* [Text segment]
= Beginning of Section =

TestRIG reports that VEngine instruction sequences can be loaded from disk, generated randomly, or produced with interactive architecture-driven state-space exploration. The framework supports software RISC-V simulators such as Spike and QEMU, the Sail RISC-V model, and hardware implementations including RVBS, Ibex, Piccolo, Flute, and Toooba (written in SystemVerilog or Bluespec).

Practical drawbacks

The cited evidence identifies several known limitations of random instruction generation:

• Repetitive inputs. Without coverage guidance, generators tend to produce inputs that exercise the same processor regions repeatedly.
• Long, convoluted counterexamples. Automatically generated failing sequences can be long and hard to understand, whereas hand-written tests are typically shorter and more readable.
• Branch target validity. The generator must ensure that useful instructions exist at the targets of randomly generated branches, otherwise the program may not be valid or may not exercise the intended behavior.
• Engineering effort to target gaps. A verification engineer can manually adjust instruction-mix constraints (e.g., increasing the load/store ratio) when coverage is missing in a particular unit, but this significantly increases engineering effort and slows the verification process.

= End of Section =

Please decide whether each of statements 1–3 agrees with the excerpt on random instruction generation above, answering yes or no and quoting the deciding words of the excerpt. 1. QEMU is one of the software simulators the framework supports. 2. Hand-written tests are typically longer than automatically generated failing sequences. 3. Manually adjusting instruction-mix constraints speeds up the verification process.

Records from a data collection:
= Beginning of Section =

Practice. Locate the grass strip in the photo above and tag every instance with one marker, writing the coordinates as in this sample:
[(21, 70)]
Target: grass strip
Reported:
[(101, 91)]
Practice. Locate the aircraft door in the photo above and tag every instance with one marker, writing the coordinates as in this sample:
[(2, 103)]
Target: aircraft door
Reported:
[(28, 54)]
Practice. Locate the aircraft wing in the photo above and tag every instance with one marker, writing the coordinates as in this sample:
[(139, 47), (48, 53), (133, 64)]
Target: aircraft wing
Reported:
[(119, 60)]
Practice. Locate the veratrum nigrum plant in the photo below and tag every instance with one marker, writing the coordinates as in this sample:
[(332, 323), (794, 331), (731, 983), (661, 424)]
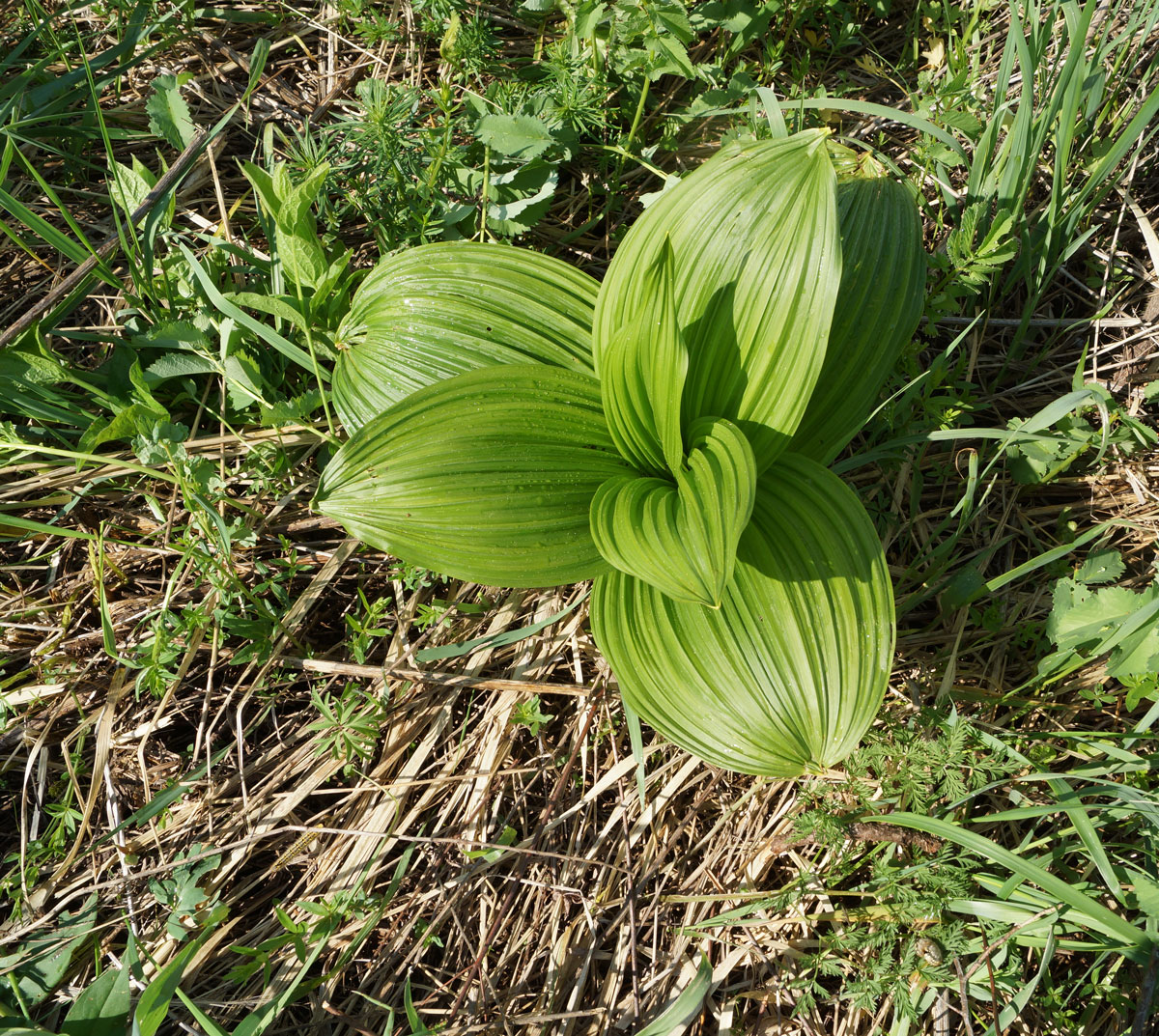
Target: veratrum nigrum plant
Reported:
[(664, 434)]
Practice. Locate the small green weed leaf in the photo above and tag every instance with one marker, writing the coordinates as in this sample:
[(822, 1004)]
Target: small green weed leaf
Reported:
[(879, 304), (486, 476), (753, 235), (642, 377), (181, 891), (516, 136), (1081, 908), (439, 310), (495, 640), (1146, 893), (262, 183), (128, 185), (1034, 462), (522, 203), (1100, 567), (528, 714), (302, 258), (760, 685), (682, 538), (102, 1008), (168, 114)]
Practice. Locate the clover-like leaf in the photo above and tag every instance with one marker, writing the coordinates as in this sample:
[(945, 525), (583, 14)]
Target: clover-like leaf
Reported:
[(682, 537), (786, 676), (488, 476), (756, 266), (432, 312)]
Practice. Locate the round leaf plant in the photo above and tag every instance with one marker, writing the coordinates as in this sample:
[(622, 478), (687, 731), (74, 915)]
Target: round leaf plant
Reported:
[(664, 434)]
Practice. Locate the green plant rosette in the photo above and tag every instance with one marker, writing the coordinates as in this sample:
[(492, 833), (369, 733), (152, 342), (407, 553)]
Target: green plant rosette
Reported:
[(741, 597)]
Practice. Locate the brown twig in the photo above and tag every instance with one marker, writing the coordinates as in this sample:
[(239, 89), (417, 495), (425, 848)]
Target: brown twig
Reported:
[(109, 244), (863, 831), (443, 679), (1146, 994), (514, 890)]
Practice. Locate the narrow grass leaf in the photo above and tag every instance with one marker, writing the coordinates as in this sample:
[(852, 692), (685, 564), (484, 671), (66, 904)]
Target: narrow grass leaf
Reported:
[(439, 310), (642, 376), (786, 676), (687, 1007), (496, 640)]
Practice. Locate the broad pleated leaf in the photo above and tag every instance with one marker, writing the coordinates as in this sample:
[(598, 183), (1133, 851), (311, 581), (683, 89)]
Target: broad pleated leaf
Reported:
[(682, 537), (879, 305), (643, 376), (787, 675), (439, 310), (487, 476), (756, 269)]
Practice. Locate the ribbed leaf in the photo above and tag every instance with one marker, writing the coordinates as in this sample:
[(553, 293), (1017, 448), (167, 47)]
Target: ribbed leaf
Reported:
[(682, 537), (487, 476), (643, 376), (439, 310), (879, 305), (788, 672), (756, 269)]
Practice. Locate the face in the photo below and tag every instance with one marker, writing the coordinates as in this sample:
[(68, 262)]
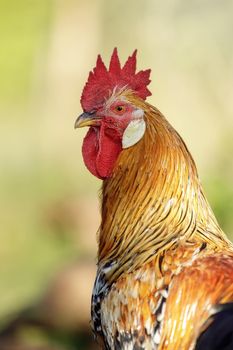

= End of Section =

* [Response to this task]
1. Yes: "software RISC-V simulators such as Spike and QEMU"
2. No: "hand-written tests are typically shorter and more readable"
3. No: "this significantly increases engineering effort and slows the verification process"